### Records shown ###

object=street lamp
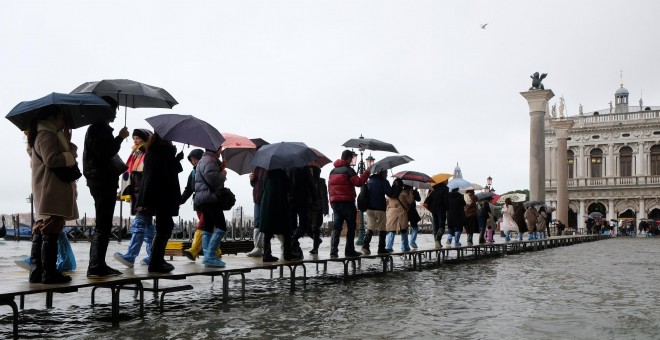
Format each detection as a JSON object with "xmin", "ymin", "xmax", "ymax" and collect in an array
[
  {"xmin": 355, "ymin": 152, "xmax": 375, "ymax": 246},
  {"xmin": 485, "ymin": 175, "xmax": 493, "ymax": 192},
  {"xmin": 26, "ymin": 193, "xmax": 34, "ymax": 228},
  {"xmin": 365, "ymin": 154, "xmax": 375, "ymax": 169}
]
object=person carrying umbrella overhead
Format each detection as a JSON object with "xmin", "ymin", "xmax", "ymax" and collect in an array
[
  {"xmin": 327, "ymin": 150, "xmax": 371, "ymax": 258},
  {"xmin": 83, "ymin": 96, "xmax": 129, "ymax": 277}
]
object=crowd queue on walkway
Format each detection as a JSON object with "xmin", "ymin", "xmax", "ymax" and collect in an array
[{"xmin": 23, "ymin": 95, "xmax": 570, "ymax": 285}]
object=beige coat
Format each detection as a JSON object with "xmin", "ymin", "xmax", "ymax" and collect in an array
[
  {"xmin": 525, "ymin": 206, "xmax": 540, "ymax": 232},
  {"xmin": 385, "ymin": 189, "xmax": 414, "ymax": 232},
  {"xmin": 31, "ymin": 121, "xmax": 79, "ymax": 221}
]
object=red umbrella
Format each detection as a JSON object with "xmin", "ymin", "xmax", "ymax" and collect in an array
[
  {"xmin": 220, "ymin": 132, "xmax": 257, "ymax": 175},
  {"xmin": 393, "ymin": 170, "xmax": 434, "ymax": 183}
]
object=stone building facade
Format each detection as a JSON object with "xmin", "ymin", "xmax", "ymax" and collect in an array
[{"xmin": 544, "ymin": 85, "xmax": 660, "ymax": 229}]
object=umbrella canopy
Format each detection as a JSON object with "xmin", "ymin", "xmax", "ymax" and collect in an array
[
  {"xmin": 476, "ymin": 191, "xmax": 495, "ymax": 201},
  {"xmin": 496, "ymin": 193, "xmax": 527, "ymax": 204},
  {"xmin": 588, "ymin": 211, "xmax": 603, "ymax": 218},
  {"xmin": 447, "ymin": 177, "xmax": 472, "ymax": 190},
  {"xmin": 250, "ymin": 138, "xmax": 269, "ymax": 148},
  {"xmin": 71, "ymin": 79, "xmax": 178, "ymax": 109},
  {"xmin": 309, "ymin": 148, "xmax": 332, "ymax": 168},
  {"xmin": 393, "ymin": 170, "xmax": 434, "ymax": 183},
  {"xmin": 402, "ymin": 179, "xmax": 432, "ymax": 190},
  {"xmin": 145, "ymin": 114, "xmax": 225, "ymax": 151},
  {"xmin": 523, "ymin": 200, "xmax": 545, "ymax": 207},
  {"xmin": 460, "ymin": 183, "xmax": 485, "ymax": 192},
  {"xmin": 6, "ymin": 92, "xmax": 115, "ymax": 130},
  {"xmin": 220, "ymin": 133, "xmax": 257, "ymax": 175},
  {"xmin": 431, "ymin": 173, "xmax": 452, "ymax": 184},
  {"xmin": 342, "ymin": 135, "xmax": 398, "ymax": 153},
  {"xmin": 249, "ymin": 142, "xmax": 319, "ymax": 170},
  {"xmin": 370, "ymin": 155, "xmax": 414, "ymax": 173}
]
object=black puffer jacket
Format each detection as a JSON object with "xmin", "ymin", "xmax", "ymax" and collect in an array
[{"xmin": 83, "ymin": 122, "xmax": 123, "ymax": 188}]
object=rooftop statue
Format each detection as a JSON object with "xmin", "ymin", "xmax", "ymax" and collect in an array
[{"xmin": 530, "ymin": 72, "xmax": 547, "ymax": 90}]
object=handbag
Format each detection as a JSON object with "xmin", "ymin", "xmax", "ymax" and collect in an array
[
  {"xmin": 110, "ymin": 154, "xmax": 128, "ymax": 176},
  {"xmin": 199, "ymin": 169, "xmax": 236, "ymax": 211},
  {"xmin": 34, "ymin": 149, "xmax": 82, "ymax": 182}
]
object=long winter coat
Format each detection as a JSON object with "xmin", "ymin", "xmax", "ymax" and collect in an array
[
  {"xmin": 138, "ymin": 141, "xmax": 182, "ymax": 216},
  {"xmin": 501, "ymin": 203, "xmax": 519, "ymax": 232},
  {"xmin": 386, "ymin": 189, "xmax": 414, "ymax": 232},
  {"xmin": 446, "ymin": 190, "xmax": 466, "ymax": 232},
  {"xmin": 82, "ymin": 122, "xmax": 123, "ymax": 188},
  {"xmin": 514, "ymin": 204, "xmax": 529, "ymax": 233},
  {"xmin": 31, "ymin": 121, "xmax": 79, "ymax": 221},
  {"xmin": 525, "ymin": 206, "xmax": 540, "ymax": 232},
  {"xmin": 194, "ymin": 151, "xmax": 226, "ymax": 206},
  {"xmin": 259, "ymin": 169, "xmax": 290, "ymax": 234}
]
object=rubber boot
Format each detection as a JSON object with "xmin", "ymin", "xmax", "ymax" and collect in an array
[
  {"xmin": 361, "ymin": 229, "xmax": 373, "ymax": 255},
  {"xmin": 184, "ymin": 229, "xmax": 203, "ymax": 261},
  {"xmin": 528, "ymin": 230, "xmax": 535, "ymax": 240},
  {"xmin": 262, "ymin": 233, "xmax": 278, "ymax": 262},
  {"xmin": 401, "ymin": 229, "xmax": 410, "ymax": 252},
  {"xmin": 385, "ymin": 232, "xmax": 395, "ymax": 251},
  {"xmin": 454, "ymin": 231, "xmax": 462, "ymax": 247},
  {"xmin": 344, "ymin": 228, "xmax": 362, "ymax": 257},
  {"xmin": 486, "ymin": 228, "xmax": 494, "ymax": 243},
  {"xmin": 204, "ymin": 229, "xmax": 226, "ymax": 267},
  {"xmin": 41, "ymin": 234, "xmax": 71, "ymax": 284},
  {"xmin": 87, "ymin": 232, "xmax": 122, "ymax": 277},
  {"xmin": 410, "ymin": 226, "xmax": 418, "ymax": 249},
  {"xmin": 113, "ymin": 216, "xmax": 146, "ymax": 268},
  {"xmin": 377, "ymin": 231, "xmax": 390, "ymax": 254},
  {"xmin": 467, "ymin": 230, "xmax": 474, "ymax": 246},
  {"xmin": 505, "ymin": 230, "xmax": 511, "ymax": 242},
  {"xmin": 246, "ymin": 229, "xmax": 263, "ymax": 257},
  {"xmin": 446, "ymin": 231, "xmax": 453, "ymax": 245},
  {"xmin": 282, "ymin": 232, "xmax": 302, "ymax": 261},
  {"xmin": 29, "ymin": 234, "xmax": 43, "ymax": 283},
  {"xmin": 142, "ymin": 222, "xmax": 155, "ymax": 265},
  {"xmin": 310, "ymin": 226, "xmax": 322, "ymax": 255},
  {"xmin": 329, "ymin": 229, "xmax": 341, "ymax": 258},
  {"xmin": 148, "ymin": 233, "xmax": 174, "ymax": 273}
]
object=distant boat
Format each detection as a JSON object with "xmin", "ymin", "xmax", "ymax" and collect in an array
[{"xmin": 3, "ymin": 223, "xmax": 31, "ymax": 240}]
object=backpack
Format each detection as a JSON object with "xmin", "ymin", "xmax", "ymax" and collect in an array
[{"xmin": 357, "ymin": 185, "xmax": 369, "ymax": 212}]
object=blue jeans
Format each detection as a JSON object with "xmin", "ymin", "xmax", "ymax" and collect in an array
[
  {"xmin": 410, "ymin": 225, "xmax": 418, "ymax": 245},
  {"xmin": 331, "ymin": 202, "xmax": 357, "ymax": 232},
  {"xmin": 121, "ymin": 215, "xmax": 155, "ymax": 264}
]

###

Work required =
From the entries above, write out only the lines starting at the line that holds "object=handbag" and ending at the line that holds "object=long winter coat", keeping both and matching them exactly.

Result of the exercise =
object=handbag
Format each detection as a JSON object with "xmin", "ymin", "xmax", "ymax" and collect in an array
[
  {"xmin": 110, "ymin": 154, "xmax": 128, "ymax": 176},
  {"xmin": 199, "ymin": 169, "xmax": 236, "ymax": 211},
  {"xmin": 34, "ymin": 149, "xmax": 82, "ymax": 182}
]
object=long winter coat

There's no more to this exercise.